● **Natural language region descriptions**:
- - -
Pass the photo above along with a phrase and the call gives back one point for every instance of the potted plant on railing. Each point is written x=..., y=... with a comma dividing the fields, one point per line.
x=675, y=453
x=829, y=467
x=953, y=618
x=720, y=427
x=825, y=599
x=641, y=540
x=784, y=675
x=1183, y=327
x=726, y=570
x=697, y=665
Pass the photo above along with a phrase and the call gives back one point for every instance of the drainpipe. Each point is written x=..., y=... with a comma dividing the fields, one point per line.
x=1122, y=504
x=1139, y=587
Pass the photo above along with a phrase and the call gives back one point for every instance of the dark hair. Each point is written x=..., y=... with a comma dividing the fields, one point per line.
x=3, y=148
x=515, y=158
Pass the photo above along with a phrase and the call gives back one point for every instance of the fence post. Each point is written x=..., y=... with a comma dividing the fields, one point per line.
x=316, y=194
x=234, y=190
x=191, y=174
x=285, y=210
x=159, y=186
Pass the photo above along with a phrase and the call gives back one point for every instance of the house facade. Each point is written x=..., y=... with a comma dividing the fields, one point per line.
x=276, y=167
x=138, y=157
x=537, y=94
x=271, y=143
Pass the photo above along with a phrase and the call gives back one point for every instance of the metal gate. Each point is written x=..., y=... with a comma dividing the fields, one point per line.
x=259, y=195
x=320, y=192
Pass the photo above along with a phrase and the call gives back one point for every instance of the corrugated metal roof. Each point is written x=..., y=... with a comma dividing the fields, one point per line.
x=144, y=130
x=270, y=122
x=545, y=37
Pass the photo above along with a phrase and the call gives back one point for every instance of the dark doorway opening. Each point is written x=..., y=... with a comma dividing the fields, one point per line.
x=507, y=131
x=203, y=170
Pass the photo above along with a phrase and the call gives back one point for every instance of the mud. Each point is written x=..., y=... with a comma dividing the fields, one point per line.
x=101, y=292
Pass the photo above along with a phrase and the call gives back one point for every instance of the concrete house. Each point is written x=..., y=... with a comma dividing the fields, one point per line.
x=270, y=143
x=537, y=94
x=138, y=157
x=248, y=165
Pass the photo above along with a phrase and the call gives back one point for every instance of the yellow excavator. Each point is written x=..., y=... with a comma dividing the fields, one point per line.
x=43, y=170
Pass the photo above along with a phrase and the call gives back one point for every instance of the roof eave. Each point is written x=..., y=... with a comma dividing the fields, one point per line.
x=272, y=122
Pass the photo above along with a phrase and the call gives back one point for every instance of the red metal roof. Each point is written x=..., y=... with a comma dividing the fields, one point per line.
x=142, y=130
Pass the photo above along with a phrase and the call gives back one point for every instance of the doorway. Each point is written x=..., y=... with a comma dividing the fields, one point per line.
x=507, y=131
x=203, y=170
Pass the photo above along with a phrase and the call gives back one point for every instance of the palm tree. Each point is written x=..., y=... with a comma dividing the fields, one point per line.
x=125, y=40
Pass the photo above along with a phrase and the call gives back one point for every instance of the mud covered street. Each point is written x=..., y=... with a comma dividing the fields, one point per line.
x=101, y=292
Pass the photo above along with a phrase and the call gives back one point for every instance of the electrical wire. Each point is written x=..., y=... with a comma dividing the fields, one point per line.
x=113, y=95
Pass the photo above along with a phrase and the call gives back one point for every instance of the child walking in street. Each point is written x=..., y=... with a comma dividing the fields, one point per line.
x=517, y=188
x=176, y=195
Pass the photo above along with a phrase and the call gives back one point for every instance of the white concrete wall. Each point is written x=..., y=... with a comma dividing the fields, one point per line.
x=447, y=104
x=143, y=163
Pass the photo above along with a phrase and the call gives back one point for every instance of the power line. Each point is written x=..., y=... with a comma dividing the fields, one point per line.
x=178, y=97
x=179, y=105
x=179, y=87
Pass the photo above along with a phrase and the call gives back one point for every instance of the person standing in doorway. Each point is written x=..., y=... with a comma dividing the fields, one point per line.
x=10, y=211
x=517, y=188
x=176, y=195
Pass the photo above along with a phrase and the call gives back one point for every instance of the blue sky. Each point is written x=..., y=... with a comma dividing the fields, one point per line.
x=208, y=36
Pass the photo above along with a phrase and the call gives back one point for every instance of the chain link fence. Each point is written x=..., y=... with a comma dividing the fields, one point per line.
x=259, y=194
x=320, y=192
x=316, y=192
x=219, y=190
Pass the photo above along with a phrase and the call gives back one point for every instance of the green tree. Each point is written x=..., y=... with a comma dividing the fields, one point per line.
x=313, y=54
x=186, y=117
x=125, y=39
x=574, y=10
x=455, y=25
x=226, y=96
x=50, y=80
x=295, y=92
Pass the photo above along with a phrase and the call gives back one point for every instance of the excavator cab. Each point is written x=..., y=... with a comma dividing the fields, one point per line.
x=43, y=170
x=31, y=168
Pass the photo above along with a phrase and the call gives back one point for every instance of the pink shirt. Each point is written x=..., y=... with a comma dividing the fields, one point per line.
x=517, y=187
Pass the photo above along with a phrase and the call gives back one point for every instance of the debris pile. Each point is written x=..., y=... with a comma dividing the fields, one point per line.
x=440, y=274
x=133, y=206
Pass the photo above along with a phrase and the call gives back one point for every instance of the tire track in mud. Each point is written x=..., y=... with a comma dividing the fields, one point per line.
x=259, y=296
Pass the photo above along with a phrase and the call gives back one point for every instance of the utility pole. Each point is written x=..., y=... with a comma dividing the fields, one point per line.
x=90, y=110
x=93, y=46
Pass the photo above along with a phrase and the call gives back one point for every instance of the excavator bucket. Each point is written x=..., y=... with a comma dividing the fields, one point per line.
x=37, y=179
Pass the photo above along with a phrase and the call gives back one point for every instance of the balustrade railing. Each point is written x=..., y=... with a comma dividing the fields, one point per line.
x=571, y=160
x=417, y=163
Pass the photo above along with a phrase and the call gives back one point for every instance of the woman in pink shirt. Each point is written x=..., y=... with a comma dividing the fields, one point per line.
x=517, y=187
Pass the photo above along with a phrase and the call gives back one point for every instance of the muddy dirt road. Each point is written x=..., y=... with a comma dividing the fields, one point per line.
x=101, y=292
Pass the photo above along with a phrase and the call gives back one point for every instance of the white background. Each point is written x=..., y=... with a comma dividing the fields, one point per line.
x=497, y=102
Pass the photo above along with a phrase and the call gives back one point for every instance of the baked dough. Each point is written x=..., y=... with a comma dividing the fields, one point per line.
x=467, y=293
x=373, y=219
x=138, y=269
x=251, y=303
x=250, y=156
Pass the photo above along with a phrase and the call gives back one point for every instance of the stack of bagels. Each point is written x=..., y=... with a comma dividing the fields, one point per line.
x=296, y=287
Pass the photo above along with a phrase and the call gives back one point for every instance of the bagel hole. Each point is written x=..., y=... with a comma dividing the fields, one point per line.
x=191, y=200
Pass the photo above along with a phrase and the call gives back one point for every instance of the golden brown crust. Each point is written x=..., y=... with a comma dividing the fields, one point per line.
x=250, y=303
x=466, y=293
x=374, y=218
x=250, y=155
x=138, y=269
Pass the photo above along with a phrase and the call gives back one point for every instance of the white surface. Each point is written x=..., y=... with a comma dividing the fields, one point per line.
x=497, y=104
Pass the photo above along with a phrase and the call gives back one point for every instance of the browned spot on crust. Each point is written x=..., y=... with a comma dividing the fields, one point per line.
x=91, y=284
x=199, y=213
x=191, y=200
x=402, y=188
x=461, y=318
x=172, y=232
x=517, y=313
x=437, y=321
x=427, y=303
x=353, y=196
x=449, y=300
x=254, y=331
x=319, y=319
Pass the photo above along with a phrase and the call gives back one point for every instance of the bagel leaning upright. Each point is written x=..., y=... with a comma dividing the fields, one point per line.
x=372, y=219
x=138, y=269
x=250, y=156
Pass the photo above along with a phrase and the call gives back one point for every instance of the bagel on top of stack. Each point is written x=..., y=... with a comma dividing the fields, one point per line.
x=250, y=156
- - -
● **Your task**: Return each entry exactly. Leave none out.

● **Result of this task**:
Pass the photo above along with a phrase and the call gives back one point for every instance of the potted plant on railing. Each point is written x=..., y=... with a comma dividing the fields, one point per line.
x=675, y=453
x=829, y=467
x=953, y=618
x=720, y=427
x=825, y=599
x=641, y=540
x=784, y=675
x=1183, y=327
x=726, y=570
x=697, y=665
Pass the photo above along with a phrase and the call gives back one point for every instance of the drainpipe. Each point is written x=..., y=... with a comma dividing the fields, one point per line.
x=1122, y=504
x=1139, y=587
Pass the photo above along with a phrase and the call gives back one point for every instance of the dark hair. Each point is written x=..., y=... with a comma dividing the fields, one point per line.
x=3, y=148
x=515, y=158
Pass the photo above along with a phrase and the call gives back one point for every instance of the fence post. Each point is written x=..., y=... with a comma dividing the fields, one point per line.
x=316, y=194
x=234, y=190
x=191, y=174
x=285, y=210
x=159, y=186
Pass the photo above along with a phrase and the call gives back one point for every instance of the house facade. Each point is written x=..., y=... with a comma dividing the fields, one point per line.
x=276, y=167
x=138, y=157
x=537, y=94
x=271, y=143
Pass the photo above along with a phrase and the call gives back one point for every instance of the metal gate. Each point is written x=..., y=... with a comma dividing the fields, one point per line.
x=259, y=195
x=320, y=192
Pass the photo above along with a phrase and the call gives back one point for every instance of the corrugated metal roof. Each point is written x=..., y=... with a comma dividing the fields, one point per line.
x=144, y=130
x=270, y=122
x=545, y=37
Pass the photo above along with a phrase and the call gives back one point for every instance of the dark doorway opening. Each point is written x=..., y=... with a comma dividing the fields, one point per line.
x=507, y=131
x=203, y=170
Pass the photo above along with a phrase and the call gives back one point for every instance of the mud. Each point is written x=..., y=... with a comma dividing the fields, one point per line.
x=101, y=292
Pass the photo above along with a phrase and the call gives back one point for every instance of the concrete house. Each point is written x=..., y=... with a comma dividing the fields, one point per line.
x=270, y=143
x=537, y=94
x=138, y=157
x=248, y=165
Pass the photo above along with a phrase and the call gives back one point for every instance of the yellow excavator. Each point is written x=..., y=... with a comma dividing the fields, one point per line.
x=43, y=170
Pass the photo above along with a phrase and the call gives back one point for every instance of the roof eave. Each point is written x=..., y=... with a comma dividing the fields, one point per line.
x=272, y=122
Pass the photo above along with a phrase and the call gives back one point for every instance of the red metal roof. Each point is written x=..., y=... with a comma dividing the fields, one point per line.
x=142, y=130
Pass the photo above along with a phrase and the call gives back one point for every instance of the doorway. Each point is written x=..., y=... with a comma dividing the fields, one point per line.
x=507, y=131
x=203, y=170
Pass the photo above along with a phrase and the call gives back one point for every instance of the palm tree. Each point is written x=..., y=... with a comma dividing the fields, one point per line.
x=125, y=40
Pass the photo above along with a phrase and the call gives back one point for every instance of the mud covered street. Each point is written x=..., y=... with a comma dividing the fields, one point per line.
x=101, y=292
Pass the photo above along with a phrase and the call gives back one point for every instance of the electrical wire. Each point is written x=..., y=... with a comma dividing the fields, one point per line.
x=113, y=95
Pass the photo above along with a phrase and the call gives back one point for every instance of the child walking in street. Each point is written x=..., y=... with a comma dividing the fields, one point per line.
x=517, y=188
x=176, y=195
Pass the photo above along with a phrase and the call gives back one point for every instance of the white concrete wall. Each point is written x=..., y=... with a comma dividing the fields, one point per line.
x=447, y=104
x=143, y=163
Pass the photo above along with a phrase and the call gives back one point for every instance of the power line. Each point is written x=..., y=... with a comma dividing the fields, one point per line.
x=178, y=97
x=179, y=105
x=179, y=87
Pass the photo above along with a phrase and the call gives back one point for every instance of the person standing in doorway. Each point is written x=..., y=... with a comma dividing the fields, one point per line.
x=10, y=211
x=517, y=188
x=176, y=195
Pass the photo above along with a phrase and the call gives back one point for every instance of the blue sky. Each point is written x=..., y=... with a comma dividing the fields, one point per line.
x=208, y=36
Pass the photo above along with a phrase and the call gives back one point for every instance of the chain link fence. Each point is written x=..., y=... with a comma dividing the fields, one point per line.
x=259, y=194
x=320, y=192
x=316, y=192
x=219, y=190
Pass the photo above along with a phrase and the call gives back one point for every instance of the green tree. Each point is written x=..., y=... with a comma dividing the fields, one point per line.
x=313, y=54
x=186, y=117
x=125, y=39
x=574, y=10
x=455, y=25
x=226, y=96
x=50, y=80
x=295, y=92
Pass the photo above along with a phrase and the call gives back one point for every instance of the excavator cab. Each point is written x=..., y=... with a comma dividing the fields, one point per line.
x=43, y=170
x=31, y=168
Pass the photo above along with a phrase and the call gives back one point for every instance of the pink shirt. Each point is written x=..., y=... with a comma dividing the fields, one point per line.
x=517, y=187
Pass the photo above along with a phrase and the call gives back one point for every instance of the debris pile. Each point is written x=..., y=... with a comma dividing the fields, one point per line.
x=440, y=274
x=133, y=206
Pass the photo above along with a phrase and the call gives back one point for every instance of the tire track in mud. Each point is written x=..., y=... with a comma dividing the fields, one point per line.
x=259, y=296
Pass the photo above along with a phrase and the call gives back one point for every instance of the utility pole. Each point is written x=..., y=... with a comma dividing the fields, one point per line.
x=90, y=110
x=93, y=46
Pass the photo above along with a phrase and the call gives back one point for every instance of the excavator bucket. Each point is written x=..., y=... with a comma dividing the fields, one point per line.
x=37, y=179
Pass the photo above along with a phrase and the call gives back one point for every instance of the balustrade railing. Each point is written x=..., y=... with a comma dividing the fields, one point per line.
x=571, y=160
x=417, y=163
Pass the photo above along with a phrase and the call gives back one point for every instance of the woman in pink shirt. Each point is written x=..., y=... with a comma dividing the fields, one point per line.
x=517, y=187
Pass the photo above along with a phrase and the call gives back one point for every instance of the muddy dirt road. Each point is written x=..., y=... with a comma dividing the fields, one point per line.
x=101, y=292
Pass the photo above along with a phrase and the call gives back one point for every instance of the white background. Each point is written x=..., y=... with a comma dividing the fields, one point per line.
x=497, y=102
Pass the photo above along with a phrase and the call gives back one point for every instance of the baked dough. Each point is written x=..., y=... with a comma dividing the fields, one point per line.
x=467, y=293
x=373, y=219
x=138, y=269
x=251, y=303
x=250, y=156
Pass the photo above along with a phrase and the call gives back one point for every instance of the stack of bagels. Each point is written x=..., y=... with a comma dividing the fields, one point per line.
x=296, y=287
Pass the photo above along with a phrase and the call gives back one point for every instance of the bagel hole. Each point is written x=..., y=... with a comma dividing the fields, one point per line.
x=191, y=200
Pass the photo above along with a phrase and the call gives back one point for every instance of the golden brown crust. Each point is written x=..., y=... with a comma dividing the fields, one point per line.
x=250, y=303
x=466, y=293
x=374, y=218
x=250, y=155
x=138, y=269
Pass the photo above along with a phrase and the call gives back one point for every instance of the white surface. Each point is written x=..., y=... with a comma dividing the fields, one point per line.
x=497, y=104
Pass the photo above along with a phrase and the call gives back one point for every instance of the browned spot on crust. Each point is written x=..., y=... with a comma dividing the fields, one point per line.
x=91, y=284
x=199, y=213
x=191, y=200
x=402, y=188
x=461, y=318
x=172, y=232
x=517, y=313
x=437, y=321
x=427, y=303
x=353, y=196
x=449, y=300
x=254, y=331
x=319, y=319
Pass the photo above along with a phrase and the call gives back one point for every instance of the bagel leaning upright. Each point is written x=..., y=... with a comma dividing the fields, one point per line.
x=372, y=219
x=138, y=269
x=250, y=156
Pass the photo above along with a phrase and the call gives back one point for every instance of the bagel on top of stack. Each point is written x=..., y=... with a comma dividing the fields, one point per line.
x=250, y=156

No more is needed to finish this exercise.